> **What to do**:
Copies of all lines that contain "grassy" are needed; take them from the data below.

> **Provided data**:
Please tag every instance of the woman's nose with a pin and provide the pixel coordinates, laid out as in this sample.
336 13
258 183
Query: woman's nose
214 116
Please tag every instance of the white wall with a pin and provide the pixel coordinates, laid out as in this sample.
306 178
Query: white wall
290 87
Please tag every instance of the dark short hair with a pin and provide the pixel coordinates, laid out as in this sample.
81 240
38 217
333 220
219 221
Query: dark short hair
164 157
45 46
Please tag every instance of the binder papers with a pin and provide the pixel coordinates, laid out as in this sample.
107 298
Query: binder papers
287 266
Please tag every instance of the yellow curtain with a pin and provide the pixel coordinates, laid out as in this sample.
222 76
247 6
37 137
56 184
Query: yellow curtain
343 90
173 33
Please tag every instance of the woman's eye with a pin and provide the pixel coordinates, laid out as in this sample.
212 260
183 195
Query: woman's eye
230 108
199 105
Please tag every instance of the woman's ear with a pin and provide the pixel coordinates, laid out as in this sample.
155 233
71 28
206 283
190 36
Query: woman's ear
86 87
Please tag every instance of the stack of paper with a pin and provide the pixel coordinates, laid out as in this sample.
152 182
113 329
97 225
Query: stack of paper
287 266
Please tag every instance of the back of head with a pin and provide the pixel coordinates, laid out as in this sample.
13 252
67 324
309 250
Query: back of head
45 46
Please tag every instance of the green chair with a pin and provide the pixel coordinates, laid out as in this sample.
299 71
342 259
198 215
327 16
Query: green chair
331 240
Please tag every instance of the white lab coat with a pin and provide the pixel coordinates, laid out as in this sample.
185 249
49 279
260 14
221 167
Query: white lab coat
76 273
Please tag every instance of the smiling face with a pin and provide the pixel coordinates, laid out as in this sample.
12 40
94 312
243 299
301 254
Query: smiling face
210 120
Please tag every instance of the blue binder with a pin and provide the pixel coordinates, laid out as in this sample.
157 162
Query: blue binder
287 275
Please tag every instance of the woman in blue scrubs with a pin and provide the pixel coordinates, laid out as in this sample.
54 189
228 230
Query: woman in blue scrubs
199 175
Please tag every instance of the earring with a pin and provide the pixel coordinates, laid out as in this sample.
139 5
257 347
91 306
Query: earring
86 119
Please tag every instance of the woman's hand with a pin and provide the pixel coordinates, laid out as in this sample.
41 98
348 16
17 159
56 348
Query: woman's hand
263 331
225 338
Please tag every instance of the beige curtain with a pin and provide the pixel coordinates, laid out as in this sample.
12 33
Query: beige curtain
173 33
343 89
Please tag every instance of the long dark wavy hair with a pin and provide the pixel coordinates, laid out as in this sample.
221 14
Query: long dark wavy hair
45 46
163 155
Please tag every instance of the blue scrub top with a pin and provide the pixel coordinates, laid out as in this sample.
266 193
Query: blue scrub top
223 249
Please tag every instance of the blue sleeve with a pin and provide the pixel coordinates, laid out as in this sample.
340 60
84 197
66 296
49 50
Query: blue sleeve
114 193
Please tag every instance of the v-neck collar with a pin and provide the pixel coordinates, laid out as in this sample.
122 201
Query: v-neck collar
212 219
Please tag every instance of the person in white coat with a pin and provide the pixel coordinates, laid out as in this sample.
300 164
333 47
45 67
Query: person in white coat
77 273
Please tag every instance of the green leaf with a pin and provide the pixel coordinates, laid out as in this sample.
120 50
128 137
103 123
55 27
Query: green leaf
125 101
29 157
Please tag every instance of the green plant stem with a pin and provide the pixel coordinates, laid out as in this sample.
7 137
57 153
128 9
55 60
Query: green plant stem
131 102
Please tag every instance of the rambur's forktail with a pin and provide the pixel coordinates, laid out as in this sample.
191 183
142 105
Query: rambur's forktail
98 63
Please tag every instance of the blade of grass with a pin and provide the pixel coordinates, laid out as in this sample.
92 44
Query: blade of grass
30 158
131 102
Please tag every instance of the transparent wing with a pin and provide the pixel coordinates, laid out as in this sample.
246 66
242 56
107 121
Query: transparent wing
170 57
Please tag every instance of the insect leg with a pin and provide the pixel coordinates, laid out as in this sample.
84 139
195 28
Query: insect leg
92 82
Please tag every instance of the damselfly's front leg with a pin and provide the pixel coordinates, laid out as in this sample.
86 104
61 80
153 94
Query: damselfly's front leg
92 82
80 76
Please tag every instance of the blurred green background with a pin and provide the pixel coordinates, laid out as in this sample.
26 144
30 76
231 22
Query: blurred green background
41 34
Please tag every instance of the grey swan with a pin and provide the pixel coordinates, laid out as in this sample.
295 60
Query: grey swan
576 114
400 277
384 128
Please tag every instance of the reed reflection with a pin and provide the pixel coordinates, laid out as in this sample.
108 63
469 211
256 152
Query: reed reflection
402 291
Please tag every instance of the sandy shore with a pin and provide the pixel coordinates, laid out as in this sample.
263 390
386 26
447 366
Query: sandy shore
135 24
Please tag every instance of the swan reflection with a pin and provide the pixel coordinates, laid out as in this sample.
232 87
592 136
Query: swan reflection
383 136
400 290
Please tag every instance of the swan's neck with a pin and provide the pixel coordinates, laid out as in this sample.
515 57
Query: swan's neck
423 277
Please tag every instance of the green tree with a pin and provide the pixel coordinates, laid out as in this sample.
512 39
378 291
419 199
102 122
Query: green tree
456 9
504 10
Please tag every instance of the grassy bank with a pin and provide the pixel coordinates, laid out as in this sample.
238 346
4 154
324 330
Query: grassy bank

> **Exercise answer**:
Please tag every instance of the grassy bank with a pin and provide the pixel coordinates, laid out as in this sample.
Query: grassy bank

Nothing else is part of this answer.